§ WORK ORDER
In the records below, the line with "Target: grass lawn" opens the range and the line with "Label a point on each instance of the large tree" closes it; print that range exactly and nothing else.

§ INFORMATION

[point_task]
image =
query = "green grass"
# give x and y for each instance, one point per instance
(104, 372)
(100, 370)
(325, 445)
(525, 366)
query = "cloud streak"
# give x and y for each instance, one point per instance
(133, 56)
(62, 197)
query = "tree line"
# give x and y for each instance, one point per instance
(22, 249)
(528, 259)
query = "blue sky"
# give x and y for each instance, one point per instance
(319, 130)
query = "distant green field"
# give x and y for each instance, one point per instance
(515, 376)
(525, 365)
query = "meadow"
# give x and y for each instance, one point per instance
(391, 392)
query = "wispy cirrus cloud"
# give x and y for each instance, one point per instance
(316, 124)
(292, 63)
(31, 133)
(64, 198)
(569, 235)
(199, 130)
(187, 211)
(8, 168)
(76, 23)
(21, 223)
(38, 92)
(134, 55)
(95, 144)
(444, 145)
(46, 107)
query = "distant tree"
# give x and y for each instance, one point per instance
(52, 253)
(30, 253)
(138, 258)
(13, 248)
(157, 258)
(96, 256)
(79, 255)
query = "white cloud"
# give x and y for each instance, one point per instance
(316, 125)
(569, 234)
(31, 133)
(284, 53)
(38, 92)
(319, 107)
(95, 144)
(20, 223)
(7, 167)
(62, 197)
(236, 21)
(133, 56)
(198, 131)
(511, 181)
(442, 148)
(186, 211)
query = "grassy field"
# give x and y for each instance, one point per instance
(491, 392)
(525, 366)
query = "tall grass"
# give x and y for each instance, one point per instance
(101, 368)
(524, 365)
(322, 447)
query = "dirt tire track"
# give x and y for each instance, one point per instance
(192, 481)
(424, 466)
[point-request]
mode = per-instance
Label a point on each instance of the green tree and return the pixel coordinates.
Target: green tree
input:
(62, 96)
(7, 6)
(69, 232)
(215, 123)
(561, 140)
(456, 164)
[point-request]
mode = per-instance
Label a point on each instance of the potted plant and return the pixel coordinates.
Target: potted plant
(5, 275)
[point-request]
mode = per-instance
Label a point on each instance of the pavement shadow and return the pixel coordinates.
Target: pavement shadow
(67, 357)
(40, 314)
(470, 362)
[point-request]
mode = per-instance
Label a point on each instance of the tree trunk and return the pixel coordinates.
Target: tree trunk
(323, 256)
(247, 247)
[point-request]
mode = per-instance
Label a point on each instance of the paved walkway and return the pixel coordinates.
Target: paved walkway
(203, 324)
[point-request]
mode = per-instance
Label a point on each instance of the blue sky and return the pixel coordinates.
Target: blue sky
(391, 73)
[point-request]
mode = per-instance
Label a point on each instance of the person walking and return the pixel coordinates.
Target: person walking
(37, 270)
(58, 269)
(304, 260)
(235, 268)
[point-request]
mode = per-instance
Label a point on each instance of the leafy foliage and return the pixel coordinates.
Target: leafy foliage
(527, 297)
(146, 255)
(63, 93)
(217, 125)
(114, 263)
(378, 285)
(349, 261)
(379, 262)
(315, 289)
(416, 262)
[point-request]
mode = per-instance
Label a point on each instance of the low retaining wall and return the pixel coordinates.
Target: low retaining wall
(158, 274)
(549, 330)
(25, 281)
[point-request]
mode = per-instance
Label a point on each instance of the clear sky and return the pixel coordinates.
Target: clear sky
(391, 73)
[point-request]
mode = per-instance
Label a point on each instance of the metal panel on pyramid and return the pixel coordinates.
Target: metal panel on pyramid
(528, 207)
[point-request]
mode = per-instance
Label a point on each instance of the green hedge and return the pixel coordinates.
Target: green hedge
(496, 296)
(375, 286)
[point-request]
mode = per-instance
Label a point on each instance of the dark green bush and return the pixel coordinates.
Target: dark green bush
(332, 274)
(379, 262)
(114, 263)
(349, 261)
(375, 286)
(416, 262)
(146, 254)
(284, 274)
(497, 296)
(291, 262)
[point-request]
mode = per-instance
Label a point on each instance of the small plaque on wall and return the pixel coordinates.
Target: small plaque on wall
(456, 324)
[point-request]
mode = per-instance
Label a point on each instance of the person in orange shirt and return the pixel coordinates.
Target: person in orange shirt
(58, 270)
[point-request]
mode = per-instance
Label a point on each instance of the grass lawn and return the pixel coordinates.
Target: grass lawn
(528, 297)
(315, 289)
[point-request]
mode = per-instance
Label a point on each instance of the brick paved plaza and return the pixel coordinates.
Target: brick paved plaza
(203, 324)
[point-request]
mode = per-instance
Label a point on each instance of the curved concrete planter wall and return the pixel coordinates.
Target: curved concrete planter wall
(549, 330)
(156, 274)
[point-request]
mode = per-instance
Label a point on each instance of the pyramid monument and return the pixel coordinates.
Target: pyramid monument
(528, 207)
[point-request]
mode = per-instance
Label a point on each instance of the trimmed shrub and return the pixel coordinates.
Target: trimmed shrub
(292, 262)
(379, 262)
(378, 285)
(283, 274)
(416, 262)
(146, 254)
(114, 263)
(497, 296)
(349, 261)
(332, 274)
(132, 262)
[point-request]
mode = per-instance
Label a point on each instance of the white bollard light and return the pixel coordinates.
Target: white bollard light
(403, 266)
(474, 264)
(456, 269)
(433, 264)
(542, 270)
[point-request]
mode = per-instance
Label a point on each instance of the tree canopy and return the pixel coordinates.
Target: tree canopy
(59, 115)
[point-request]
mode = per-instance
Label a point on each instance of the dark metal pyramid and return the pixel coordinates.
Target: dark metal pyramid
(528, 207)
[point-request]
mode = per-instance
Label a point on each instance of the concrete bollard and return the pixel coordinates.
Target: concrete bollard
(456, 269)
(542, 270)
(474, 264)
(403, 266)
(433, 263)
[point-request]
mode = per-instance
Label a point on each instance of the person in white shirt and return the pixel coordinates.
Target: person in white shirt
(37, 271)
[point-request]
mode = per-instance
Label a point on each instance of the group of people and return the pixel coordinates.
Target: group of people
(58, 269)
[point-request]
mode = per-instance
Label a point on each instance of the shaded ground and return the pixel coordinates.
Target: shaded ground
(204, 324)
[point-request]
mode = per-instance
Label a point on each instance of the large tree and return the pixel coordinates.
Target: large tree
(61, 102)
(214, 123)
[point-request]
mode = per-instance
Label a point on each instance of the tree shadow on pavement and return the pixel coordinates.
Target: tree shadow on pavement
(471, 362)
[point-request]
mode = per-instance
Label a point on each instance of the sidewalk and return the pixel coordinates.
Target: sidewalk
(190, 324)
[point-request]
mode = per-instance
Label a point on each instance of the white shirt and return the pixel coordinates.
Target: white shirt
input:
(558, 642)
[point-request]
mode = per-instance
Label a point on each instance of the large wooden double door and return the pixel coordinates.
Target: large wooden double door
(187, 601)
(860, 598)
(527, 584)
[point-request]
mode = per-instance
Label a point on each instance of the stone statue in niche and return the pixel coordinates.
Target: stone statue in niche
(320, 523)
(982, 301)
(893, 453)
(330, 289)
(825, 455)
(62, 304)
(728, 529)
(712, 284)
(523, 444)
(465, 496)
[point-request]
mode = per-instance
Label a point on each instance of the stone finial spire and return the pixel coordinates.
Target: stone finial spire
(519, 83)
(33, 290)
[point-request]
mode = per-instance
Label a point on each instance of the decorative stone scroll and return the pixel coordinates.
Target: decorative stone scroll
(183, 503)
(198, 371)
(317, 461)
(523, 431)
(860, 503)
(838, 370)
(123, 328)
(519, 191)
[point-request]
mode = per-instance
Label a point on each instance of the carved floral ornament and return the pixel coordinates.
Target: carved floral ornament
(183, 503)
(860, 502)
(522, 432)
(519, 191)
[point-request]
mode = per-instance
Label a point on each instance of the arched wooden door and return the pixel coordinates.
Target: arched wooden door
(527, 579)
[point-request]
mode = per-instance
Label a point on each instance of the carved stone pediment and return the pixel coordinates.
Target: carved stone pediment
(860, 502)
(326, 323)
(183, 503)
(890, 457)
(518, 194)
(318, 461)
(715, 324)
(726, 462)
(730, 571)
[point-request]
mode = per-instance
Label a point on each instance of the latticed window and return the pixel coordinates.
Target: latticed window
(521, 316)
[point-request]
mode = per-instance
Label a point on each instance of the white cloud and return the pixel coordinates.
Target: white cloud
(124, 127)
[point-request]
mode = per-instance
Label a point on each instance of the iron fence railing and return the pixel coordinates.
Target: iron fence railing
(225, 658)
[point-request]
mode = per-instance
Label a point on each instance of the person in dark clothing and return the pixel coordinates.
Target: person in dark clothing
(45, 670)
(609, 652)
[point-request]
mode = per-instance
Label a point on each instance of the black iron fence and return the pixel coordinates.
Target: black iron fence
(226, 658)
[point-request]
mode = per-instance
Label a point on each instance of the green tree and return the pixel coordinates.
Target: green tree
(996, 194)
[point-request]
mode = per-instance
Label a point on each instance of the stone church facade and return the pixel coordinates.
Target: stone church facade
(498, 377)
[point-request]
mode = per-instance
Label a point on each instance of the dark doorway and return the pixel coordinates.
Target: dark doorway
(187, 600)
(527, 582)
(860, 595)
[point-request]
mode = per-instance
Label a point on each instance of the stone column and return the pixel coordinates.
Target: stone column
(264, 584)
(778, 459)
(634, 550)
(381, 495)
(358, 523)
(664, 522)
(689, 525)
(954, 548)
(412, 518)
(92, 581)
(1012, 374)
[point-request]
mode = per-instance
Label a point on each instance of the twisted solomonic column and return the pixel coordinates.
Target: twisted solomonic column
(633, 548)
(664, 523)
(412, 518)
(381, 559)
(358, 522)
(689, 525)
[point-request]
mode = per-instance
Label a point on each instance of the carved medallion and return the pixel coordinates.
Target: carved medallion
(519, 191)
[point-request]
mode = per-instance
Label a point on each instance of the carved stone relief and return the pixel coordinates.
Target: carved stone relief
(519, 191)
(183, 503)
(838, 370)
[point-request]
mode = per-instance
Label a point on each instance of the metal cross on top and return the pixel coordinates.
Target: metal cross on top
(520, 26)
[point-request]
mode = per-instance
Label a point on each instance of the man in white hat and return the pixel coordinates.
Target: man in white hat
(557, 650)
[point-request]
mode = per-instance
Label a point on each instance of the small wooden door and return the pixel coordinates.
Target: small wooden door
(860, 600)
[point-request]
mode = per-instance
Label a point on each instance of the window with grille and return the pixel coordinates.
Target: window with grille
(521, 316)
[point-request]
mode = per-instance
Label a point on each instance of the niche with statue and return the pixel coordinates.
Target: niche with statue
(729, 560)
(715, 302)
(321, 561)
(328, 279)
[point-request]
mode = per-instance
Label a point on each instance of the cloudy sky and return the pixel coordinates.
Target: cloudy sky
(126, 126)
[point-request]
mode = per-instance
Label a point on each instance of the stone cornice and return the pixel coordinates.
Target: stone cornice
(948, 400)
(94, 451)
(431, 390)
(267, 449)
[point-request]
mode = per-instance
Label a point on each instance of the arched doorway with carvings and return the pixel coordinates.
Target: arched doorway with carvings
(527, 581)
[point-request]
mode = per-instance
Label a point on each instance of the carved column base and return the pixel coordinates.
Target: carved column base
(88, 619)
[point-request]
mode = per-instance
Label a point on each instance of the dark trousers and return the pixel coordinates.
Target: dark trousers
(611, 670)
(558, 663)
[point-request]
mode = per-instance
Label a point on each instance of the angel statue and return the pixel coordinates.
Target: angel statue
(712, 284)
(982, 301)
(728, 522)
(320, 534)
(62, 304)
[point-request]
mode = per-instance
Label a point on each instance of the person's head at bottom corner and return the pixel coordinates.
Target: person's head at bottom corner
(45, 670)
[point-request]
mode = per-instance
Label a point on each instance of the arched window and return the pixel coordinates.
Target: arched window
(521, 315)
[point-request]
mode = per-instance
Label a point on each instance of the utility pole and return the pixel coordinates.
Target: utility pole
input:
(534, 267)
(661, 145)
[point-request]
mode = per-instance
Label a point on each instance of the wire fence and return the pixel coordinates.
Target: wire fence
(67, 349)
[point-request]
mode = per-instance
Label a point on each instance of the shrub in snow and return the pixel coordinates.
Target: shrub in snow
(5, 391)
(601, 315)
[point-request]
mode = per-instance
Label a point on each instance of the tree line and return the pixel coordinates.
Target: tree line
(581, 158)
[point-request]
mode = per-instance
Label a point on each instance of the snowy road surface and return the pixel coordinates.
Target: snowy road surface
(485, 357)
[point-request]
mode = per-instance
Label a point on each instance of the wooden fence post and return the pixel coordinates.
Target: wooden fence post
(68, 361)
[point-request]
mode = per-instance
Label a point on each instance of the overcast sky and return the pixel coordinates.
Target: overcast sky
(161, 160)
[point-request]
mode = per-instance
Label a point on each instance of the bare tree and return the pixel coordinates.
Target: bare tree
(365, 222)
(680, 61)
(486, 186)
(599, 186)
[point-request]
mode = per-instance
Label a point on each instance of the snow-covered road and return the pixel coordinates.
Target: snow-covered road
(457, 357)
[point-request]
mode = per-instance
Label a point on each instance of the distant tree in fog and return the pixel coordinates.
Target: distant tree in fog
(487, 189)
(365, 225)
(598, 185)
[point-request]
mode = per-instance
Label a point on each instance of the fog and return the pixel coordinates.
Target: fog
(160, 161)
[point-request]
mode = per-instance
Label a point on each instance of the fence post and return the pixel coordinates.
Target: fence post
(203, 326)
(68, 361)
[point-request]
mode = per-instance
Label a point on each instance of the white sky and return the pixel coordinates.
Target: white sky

§ PROBLEM SOLUTION
Target: grass lawn
(528, 297)
(315, 289)
[point-request]
mode = per-instance
Label a point on each instance of the brick paved plaza and return the pixel coordinates.
Target: brick paved plaza
(203, 324)
[point-request]
mode = per-instance
Label a point on each instance of the curved concrete planter wall and return the pixel coordinates.
Target: curved concrete planter wall
(549, 330)
(156, 274)
[point-request]
mode = per-instance
Label a point on each instance of the pyramid monument and return the pixel coordinates.
Target: pyramid monument
(528, 207)
[point-request]
mode = per-instance
Label a point on each instance of the trimmed shrub and return the pixel coordinates.
Target: trimmed shrub
(292, 262)
(379, 262)
(378, 285)
(283, 274)
(416, 262)
(146, 254)
(114, 263)
(497, 296)
(349, 261)
(332, 274)
(132, 262)
[point-request]
mode = per-instance
Label a point on each instance of the white bollard light and return the pixel coordinates.
Target: white bollard light
(403, 266)
(474, 264)
(456, 269)
(433, 264)
(542, 270)
[point-request]
mode = per-instance
Label a point on each instance of the tree canopy and return the pixel coordinates.
Target: tree canopy
(59, 115)
[point-request]
mode = per-instance
Label a point on each instance of the dark metal pyramid and return the pixel coordinates.
Target: dark metal pyramid
(528, 207)
[point-request]
mode = per-instance
Label a point on each instance of the concrete bollard and return the pixel coordinates.
Target: concrete bollard
(456, 269)
(542, 270)
(474, 264)
(403, 266)
(433, 263)
[point-request]
mode = per-instance
Label a point on each instance of the person in white shirt and return the pixel coordinates.
Target: person in white shirt
(37, 271)
[point-request]
mode = per-instance
Label a point on each instance of the group of people and return the pixel coordinates.
Target: group of people
(58, 269)
[point-request]
mode = per-instance
Label a point on each instance of the shaded ground and return the pixel coordinates.
Target: shaded ground
(204, 324)
[point-request]
mode = per-instance
Label a point on each instance of the large tree and return the pixel coordinates.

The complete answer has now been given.